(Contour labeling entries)
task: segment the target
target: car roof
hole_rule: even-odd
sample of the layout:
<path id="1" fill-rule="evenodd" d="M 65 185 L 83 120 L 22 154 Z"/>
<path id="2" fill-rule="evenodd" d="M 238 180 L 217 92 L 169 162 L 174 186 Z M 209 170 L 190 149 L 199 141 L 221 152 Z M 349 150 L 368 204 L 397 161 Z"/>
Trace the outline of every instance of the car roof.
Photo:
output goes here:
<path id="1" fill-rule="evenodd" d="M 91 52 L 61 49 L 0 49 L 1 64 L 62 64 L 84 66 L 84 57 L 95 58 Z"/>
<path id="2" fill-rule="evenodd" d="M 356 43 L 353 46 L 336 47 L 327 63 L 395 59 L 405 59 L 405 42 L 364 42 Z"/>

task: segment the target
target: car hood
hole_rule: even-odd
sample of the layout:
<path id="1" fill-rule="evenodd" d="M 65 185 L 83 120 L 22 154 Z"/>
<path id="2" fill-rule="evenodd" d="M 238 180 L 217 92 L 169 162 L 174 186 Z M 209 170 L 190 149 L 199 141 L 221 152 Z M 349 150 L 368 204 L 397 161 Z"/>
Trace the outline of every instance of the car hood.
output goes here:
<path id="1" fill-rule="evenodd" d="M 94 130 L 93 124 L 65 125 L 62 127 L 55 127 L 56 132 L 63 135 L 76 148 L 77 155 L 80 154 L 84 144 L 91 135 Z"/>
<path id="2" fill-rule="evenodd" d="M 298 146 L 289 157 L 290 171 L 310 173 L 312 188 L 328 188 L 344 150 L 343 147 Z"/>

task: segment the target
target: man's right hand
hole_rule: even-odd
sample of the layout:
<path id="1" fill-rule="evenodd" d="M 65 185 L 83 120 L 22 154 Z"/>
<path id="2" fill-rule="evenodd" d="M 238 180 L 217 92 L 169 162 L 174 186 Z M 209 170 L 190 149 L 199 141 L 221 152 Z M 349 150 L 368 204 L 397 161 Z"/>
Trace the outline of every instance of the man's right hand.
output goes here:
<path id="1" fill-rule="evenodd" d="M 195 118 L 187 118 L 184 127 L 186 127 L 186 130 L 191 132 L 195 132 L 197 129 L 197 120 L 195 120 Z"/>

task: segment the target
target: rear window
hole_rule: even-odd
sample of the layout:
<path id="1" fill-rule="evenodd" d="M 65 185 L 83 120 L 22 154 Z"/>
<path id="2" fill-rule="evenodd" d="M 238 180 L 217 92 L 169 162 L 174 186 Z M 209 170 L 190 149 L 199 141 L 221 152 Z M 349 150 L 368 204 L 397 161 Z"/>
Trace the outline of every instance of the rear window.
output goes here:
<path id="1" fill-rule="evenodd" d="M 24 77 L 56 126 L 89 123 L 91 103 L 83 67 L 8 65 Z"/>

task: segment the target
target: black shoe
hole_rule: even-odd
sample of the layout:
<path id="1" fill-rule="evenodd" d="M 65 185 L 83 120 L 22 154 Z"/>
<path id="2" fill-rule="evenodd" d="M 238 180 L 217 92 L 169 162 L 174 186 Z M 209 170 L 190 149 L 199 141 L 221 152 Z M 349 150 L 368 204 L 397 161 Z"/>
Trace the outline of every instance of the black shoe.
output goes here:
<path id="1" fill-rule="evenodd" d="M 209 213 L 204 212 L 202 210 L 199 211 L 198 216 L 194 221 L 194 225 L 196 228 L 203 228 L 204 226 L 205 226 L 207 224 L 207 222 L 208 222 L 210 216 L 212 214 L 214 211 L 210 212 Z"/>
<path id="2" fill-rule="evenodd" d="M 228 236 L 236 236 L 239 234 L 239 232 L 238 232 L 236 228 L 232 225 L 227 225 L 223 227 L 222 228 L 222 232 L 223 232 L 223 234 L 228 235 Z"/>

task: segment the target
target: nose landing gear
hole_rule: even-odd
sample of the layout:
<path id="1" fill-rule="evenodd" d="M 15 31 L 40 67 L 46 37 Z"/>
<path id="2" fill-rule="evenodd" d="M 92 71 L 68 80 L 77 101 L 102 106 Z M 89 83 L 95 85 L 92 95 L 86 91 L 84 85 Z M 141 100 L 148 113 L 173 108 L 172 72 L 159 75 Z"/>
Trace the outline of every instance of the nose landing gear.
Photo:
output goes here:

## SHORT TASK
Convert the records from their first line through the line containing "356 43 L 353" into a JSON list of strings, one string per line and no blank lines.

## ANSWER TO THE TASK
[
  "task: segment the target",
  "target: car roof",
  "hole_rule: even-odd",
  "sample of the layout:",
  "<path id=\"1\" fill-rule=\"evenodd\" d=\"M 65 185 L 83 120 L 22 154 Z\"/>",
  "<path id=\"2\" fill-rule=\"evenodd\" d=\"M 238 180 L 217 92 L 169 162 L 174 186 Z M 209 170 L 190 149 L 199 141 L 221 152 Z M 349 150 L 368 204 L 397 161 Z\"/>",
  "Trace the outline of every instance of the car roof.",
  "Photo:",
  "output goes here:",
  "<path id=\"1\" fill-rule=\"evenodd\" d=\"M 91 52 L 61 49 L 0 49 L 1 64 L 62 64 L 84 66 L 84 57 L 95 58 Z\"/>",
  "<path id=\"2\" fill-rule=\"evenodd\" d=\"M 356 43 L 353 46 L 336 47 L 327 63 L 395 59 L 405 59 L 405 42 L 364 42 Z\"/>"
]